Peter David’s “X-Factor” has always been one of the more consistently good X-Books — at least in terms of its writing — and indeed, it wasn’t so long ago that it routinely outclassed every X-Book around it. These days, the raised quality of the line in general gives it a run for its money, but issues like this one remind you why it was very popular in the first place.

In an effort to give X-Factor an overhaul, David has placed them as the Marvel Universe’s go-to detective agency, which means interaction with a host of unlikely guest stars. The current arc’s plot involves the team tracking down Pip the Troll for a woman who we know is actually Hela. However, for better or worse, the team itself is huge, so the bulk of the issue is spent on superheroic soap-opera. If you’re me, that’s perfectly entertaining. Your mileage may vary.

Notionally, this issue’s plot sees Hela catch up with Pip, and X-Factor deciding to follow her and find out what’s going on, but the bulk of the issue is taken up by scenes between the team members. For example, Wolfsbane walks in on Shatterstar and Rictor in a compromising position. M confronts a returned Layla. Banshee, Madrox and Madrox’s dupes spend some quality time on the job together. And, last but not least, Longshot and Darwin are out on the town. It’s all about the characters, and all the more entertaining for it.

As if going for a record, the book also throws up yet another new artist. “X-Factor”‘s art has been as inconsistent as its writing has been consistent. I’m pleased to see that in this case, there’s at least a reasonable chance that the style of this issue’s artists will blend with the previous issues’ in the trade collection. Aside from a few sketchy-looking faces, it’s of a high enough quality that Luppachino would be welcomed as the ongoing artist. At this point, it’d be nice just to get two consecutive arcs done without a fill-in.

I feel, too, that additional praise should be heaped on “X-Factor” for having a cover image showing something that actually occurs within the book, rather than a generic group or character shot. Call me old fashioned, but I preferred it when cover images were so distinctive you could immediately recall the issue from them. These days, it feels like a treat if the cover even references the contents, let alone forms a striking part of the book on its own.

It’s been a while since I reviewed “X-Factor,” so I’m pleased to say that the book remains as strong as ever, helped enormously by the fact that the crossover has been banished from its pages once again. Solid, entertaining, and with a next issue preview that you can’t help but look forward to. Not bad at all.

▸ Extracted records
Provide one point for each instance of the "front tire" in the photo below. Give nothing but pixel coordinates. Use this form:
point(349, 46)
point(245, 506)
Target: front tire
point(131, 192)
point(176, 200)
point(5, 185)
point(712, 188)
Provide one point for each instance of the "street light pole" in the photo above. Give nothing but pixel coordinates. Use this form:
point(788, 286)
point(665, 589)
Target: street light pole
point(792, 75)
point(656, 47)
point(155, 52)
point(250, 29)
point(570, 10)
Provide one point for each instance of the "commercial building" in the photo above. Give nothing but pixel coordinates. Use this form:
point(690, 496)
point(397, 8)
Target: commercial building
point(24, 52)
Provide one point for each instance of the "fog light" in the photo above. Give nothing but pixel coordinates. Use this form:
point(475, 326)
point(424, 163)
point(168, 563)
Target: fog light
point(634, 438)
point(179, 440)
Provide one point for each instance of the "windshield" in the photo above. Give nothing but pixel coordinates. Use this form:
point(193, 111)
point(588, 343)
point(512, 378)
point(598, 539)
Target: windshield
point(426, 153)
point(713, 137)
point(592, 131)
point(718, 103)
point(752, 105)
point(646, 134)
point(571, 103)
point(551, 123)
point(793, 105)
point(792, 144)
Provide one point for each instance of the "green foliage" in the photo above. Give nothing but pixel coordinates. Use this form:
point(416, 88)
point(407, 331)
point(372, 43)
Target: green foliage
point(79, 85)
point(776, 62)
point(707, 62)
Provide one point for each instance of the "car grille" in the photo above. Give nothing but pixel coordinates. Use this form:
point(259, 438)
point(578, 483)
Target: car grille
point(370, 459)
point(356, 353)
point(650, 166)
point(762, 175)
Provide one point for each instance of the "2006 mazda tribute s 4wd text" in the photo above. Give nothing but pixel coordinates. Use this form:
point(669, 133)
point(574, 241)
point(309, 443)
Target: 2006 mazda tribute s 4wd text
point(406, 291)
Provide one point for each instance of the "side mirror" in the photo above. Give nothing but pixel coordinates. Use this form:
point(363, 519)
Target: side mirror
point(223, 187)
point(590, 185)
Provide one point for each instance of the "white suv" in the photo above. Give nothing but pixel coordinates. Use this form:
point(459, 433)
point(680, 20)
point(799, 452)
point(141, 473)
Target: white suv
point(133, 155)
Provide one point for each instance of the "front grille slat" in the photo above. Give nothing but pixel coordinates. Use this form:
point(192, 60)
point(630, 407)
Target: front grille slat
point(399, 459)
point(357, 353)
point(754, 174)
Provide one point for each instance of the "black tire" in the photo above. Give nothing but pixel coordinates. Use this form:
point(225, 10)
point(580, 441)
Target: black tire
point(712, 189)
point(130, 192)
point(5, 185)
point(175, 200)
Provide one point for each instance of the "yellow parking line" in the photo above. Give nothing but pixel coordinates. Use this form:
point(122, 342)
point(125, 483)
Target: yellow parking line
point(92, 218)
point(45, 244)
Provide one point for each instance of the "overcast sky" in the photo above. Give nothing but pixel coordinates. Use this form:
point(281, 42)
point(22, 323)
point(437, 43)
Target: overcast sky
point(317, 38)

▸ Written instruction A
In the X-Factor review, who is the team tracking down for the woman who is actually Hela?
▸ Written instruction B
Update the part of the X-Factor review that opens with the words "I feel, too, that" and closes with "bad at all.", swapping "crossover" for "event tie-in".

▸ Task response A
Pip the Troll

▸ Task response B
I feel, too, that additional praise should be heaped on “X-Factor” for having a cover image showing something that actually occurs within the book, rather than a generic group or character shot. Call me old fashioned, but I preferred it when cover images were so distinctive you could immediately recall the issue from them. These days, it feels like a treat if the cover even references the contents, let alone forms a striking part of the book on its own.

It’s been a while since I reviewed “X-Factor,” so I’m pleased to say that the book remains as strong as ever, helped enormously by the fact that the event tie-in has been banished from its pages once again. Solid, entertaining, and with a next issue preview that you can’t help but look forward to. Not bad at all.